Annotated coordinate records
════════════════════

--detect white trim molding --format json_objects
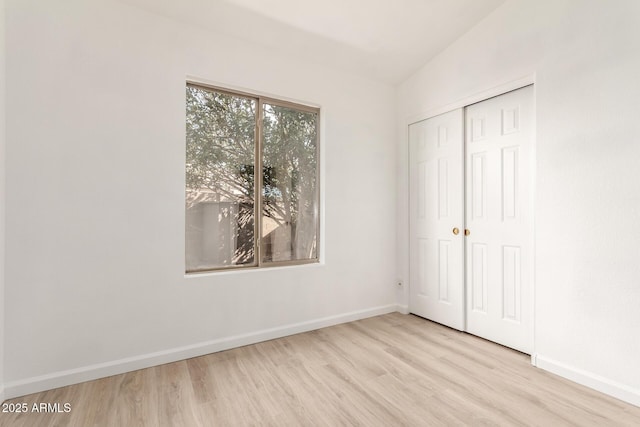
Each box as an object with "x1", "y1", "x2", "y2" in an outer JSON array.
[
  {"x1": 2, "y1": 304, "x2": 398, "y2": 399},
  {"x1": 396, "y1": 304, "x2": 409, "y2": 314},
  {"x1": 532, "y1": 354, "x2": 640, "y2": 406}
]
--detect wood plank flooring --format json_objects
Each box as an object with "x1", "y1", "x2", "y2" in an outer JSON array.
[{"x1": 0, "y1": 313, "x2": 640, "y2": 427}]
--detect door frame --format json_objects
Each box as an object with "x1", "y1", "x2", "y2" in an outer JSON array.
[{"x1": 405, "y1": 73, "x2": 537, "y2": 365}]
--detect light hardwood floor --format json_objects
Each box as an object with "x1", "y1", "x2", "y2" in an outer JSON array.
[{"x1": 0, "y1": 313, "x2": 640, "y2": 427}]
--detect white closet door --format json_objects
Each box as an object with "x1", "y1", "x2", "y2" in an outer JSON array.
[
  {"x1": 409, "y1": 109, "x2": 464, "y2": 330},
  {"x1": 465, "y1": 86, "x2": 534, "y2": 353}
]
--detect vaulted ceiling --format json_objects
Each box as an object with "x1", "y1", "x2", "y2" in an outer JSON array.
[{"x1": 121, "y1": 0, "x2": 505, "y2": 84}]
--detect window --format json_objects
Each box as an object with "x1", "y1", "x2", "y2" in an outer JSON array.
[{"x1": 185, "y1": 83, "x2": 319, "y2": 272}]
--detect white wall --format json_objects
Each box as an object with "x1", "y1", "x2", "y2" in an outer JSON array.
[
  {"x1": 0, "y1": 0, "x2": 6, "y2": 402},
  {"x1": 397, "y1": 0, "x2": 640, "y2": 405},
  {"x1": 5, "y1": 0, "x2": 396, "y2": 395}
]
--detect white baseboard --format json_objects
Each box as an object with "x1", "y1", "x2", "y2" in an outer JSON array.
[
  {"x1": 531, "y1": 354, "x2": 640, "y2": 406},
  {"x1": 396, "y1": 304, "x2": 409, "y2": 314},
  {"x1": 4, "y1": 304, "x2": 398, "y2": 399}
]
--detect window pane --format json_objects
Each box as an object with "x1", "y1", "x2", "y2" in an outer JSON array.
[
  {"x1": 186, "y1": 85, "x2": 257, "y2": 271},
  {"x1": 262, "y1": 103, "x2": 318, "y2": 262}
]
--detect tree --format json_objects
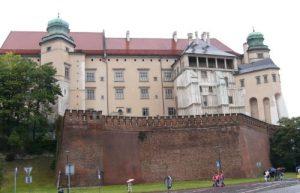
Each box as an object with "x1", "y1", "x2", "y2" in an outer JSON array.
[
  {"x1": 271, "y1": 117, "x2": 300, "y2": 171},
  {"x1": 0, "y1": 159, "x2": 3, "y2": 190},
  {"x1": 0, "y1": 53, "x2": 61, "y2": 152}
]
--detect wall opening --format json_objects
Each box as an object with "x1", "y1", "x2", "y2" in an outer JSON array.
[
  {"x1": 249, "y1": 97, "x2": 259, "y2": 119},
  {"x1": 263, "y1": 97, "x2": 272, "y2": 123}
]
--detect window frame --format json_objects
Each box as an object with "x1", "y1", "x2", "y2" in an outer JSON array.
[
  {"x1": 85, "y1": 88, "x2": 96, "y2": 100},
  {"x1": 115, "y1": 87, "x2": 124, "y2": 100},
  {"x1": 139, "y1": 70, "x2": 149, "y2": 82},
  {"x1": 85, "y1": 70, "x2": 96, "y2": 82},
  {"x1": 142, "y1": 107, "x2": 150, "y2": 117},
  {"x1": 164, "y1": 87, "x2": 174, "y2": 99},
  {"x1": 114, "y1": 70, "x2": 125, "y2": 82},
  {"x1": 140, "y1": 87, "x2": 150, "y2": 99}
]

════════════════════

STATED GOAL: Rewrite all of the entries above, replacing "white" with "ivory" wherever it occurs and leaving everything else unchanged. Omit the pictures from the result.

RESPONSE TO THE EXERCISE:
--detect ivory trim molding --format json_objects
Each box as an object with "x1", "y1", "x2", "y2" in an outer JSON array.
[
  {"x1": 2, "y1": 304, "x2": 398, "y2": 399},
  {"x1": 396, "y1": 304, "x2": 409, "y2": 314},
  {"x1": 532, "y1": 354, "x2": 640, "y2": 406}
]
--detect wood plank flooring --format json_objects
Each box as an object with "x1", "y1", "x2", "y2" in an outer JSON array.
[{"x1": 0, "y1": 313, "x2": 640, "y2": 427}]
--detect door frame --format json_objects
Each box as an object with "x1", "y1", "x2", "y2" in an outer JSON array.
[{"x1": 405, "y1": 73, "x2": 537, "y2": 365}]
--detect light hardwood floor --format json_objects
Each box as an object with "x1", "y1", "x2", "y2" in an outer JSON array.
[{"x1": 0, "y1": 313, "x2": 640, "y2": 427}]
--detect ivory closet door --format json_objects
Each box as an object with "x1", "y1", "x2", "y2" in an outer JSON array.
[
  {"x1": 409, "y1": 109, "x2": 464, "y2": 330},
  {"x1": 465, "y1": 86, "x2": 534, "y2": 353}
]
--detect vaulted ceiling --format json_objects
Each box as an object with "x1", "y1", "x2", "y2" in an outer JSON array.
[{"x1": 121, "y1": 0, "x2": 505, "y2": 84}]
--detect window --format json_objects
Each box as an object with "x1", "y1", "x2", "y2" in an outer JSON array.
[{"x1": 185, "y1": 83, "x2": 319, "y2": 272}]
--detect ivory wall --format json_objects
Each box as an object with "x1", "y1", "x2", "y2" in an outer JSON array.
[
  {"x1": 0, "y1": 0, "x2": 6, "y2": 402},
  {"x1": 397, "y1": 0, "x2": 640, "y2": 405},
  {"x1": 5, "y1": 0, "x2": 396, "y2": 395}
]
--detect ivory baseboard --format json_objects
Each box as an object with "x1", "y1", "x2", "y2" in an outer JSON array.
[
  {"x1": 531, "y1": 354, "x2": 640, "y2": 406},
  {"x1": 396, "y1": 304, "x2": 409, "y2": 314},
  {"x1": 4, "y1": 304, "x2": 398, "y2": 399}
]
--detect window pane --format json_objects
Each box as an object with "x1", "y1", "x2", "y2" in an outer JSON array.
[
  {"x1": 186, "y1": 85, "x2": 257, "y2": 271},
  {"x1": 262, "y1": 103, "x2": 318, "y2": 262}
]
--detect tree --format json_objects
Each box as an object with "x1", "y1", "x2", "y2" in an outer JSON array.
[
  {"x1": 271, "y1": 117, "x2": 300, "y2": 171},
  {"x1": 0, "y1": 159, "x2": 3, "y2": 190},
  {"x1": 0, "y1": 53, "x2": 61, "y2": 152}
]
--detect wall opening --format json_objects
Each box as an object with "x1", "y1", "x2", "y2" in an outer JSON array.
[
  {"x1": 249, "y1": 97, "x2": 259, "y2": 119},
  {"x1": 263, "y1": 97, "x2": 272, "y2": 123}
]
--detect window frame --format json_objects
Each box as an object with "x1", "y1", "x2", "y2" in an outer JSON array.
[
  {"x1": 85, "y1": 88, "x2": 96, "y2": 100},
  {"x1": 115, "y1": 87, "x2": 124, "y2": 100},
  {"x1": 139, "y1": 70, "x2": 149, "y2": 82},
  {"x1": 85, "y1": 70, "x2": 96, "y2": 82},
  {"x1": 142, "y1": 107, "x2": 150, "y2": 117},
  {"x1": 164, "y1": 87, "x2": 174, "y2": 99},
  {"x1": 114, "y1": 70, "x2": 125, "y2": 82},
  {"x1": 140, "y1": 87, "x2": 150, "y2": 99}
]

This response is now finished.